→ Directions for this task
Continue the passage on the sin unto death, picking up after its last sentence, and leave the listing that follows it aside.

[R1249 : page 4]


"There is a sin unto death: I do not say that he shall pray for it [to ask its forgiveness]. All unrighteousness is sin: and there is a sin not unto death."—1 John 5:16,17.

The Apostle here clearly teaches that there are two sorts of sins: one that may be repented of and reformed from, and for which forgiveness and reconciliation may be prayed for and expected, the other a sin that "hath never forgiveness" (Mark 3:29), while those who commit it, "it is impossible to renew again unto repentance." (Heb. 6:4,6; 10:26.) It is a sin unto death, and none need pray for or expect its forgiveness. The latter is sometimes called a death-sin, or "mortal sin," while the former is termed a "venial sin," or one which may be forgiven.

→ Recorded data
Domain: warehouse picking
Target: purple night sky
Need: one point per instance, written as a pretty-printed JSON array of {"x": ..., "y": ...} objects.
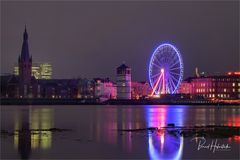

→ Result of this task
These distinct sins are recognized by these names by Roman Catholics. But this should be no reason why we or others should reject a thought which we see to be Scriptural. The ideas lying at the foundation of the distinctions we shall find not only reasonable, but older than Roman Catholicism, which had no existence as a system prior to the third century. The distinctions themselves, though not the names of those distinctions, Romanists received from the early, undenominational church. We must beware, however, of Papacy's definitions of what would constitute a venial and what a mortal sin. She classes as mortal sins such as require [they say] confession to a priest and his preparation and offering of a special sacrifice of mass as a cancellation of such sins; while under the term venial she classes all those unintentional sins which Christ's sacrifice covers, which need no confession to the priest, nor his sacrifice of the mass for their cancellation. It is not difficult to see that love of money as payment for masses had much to do with this classification of mortal and venial sins. When we, then, Scripturally divide sins into two classes, death-sins or mortal sins, and forgivable or venial sins, let us leave Papacy's classification of these and seek the Scriptural classification.

First, then, let us see that there could be no such division of sins into two kinds aside from the New Covenant. Under God's law (aside from the New Covenant) any transgression of his law is sin, whether intended or not intended. God's law calls for right and nothing less, in deed as well as in thought; and every human being is sentenced to death, as unworthy of life, by that perfect law, because all (by reason of inherited weaknesses through the fall) are sinners, i.e., not perfect in deed and in thought. Under that absolutely just, perfect and good law of God, all sins, no matter how slight, would be sins unto death—mortal sins.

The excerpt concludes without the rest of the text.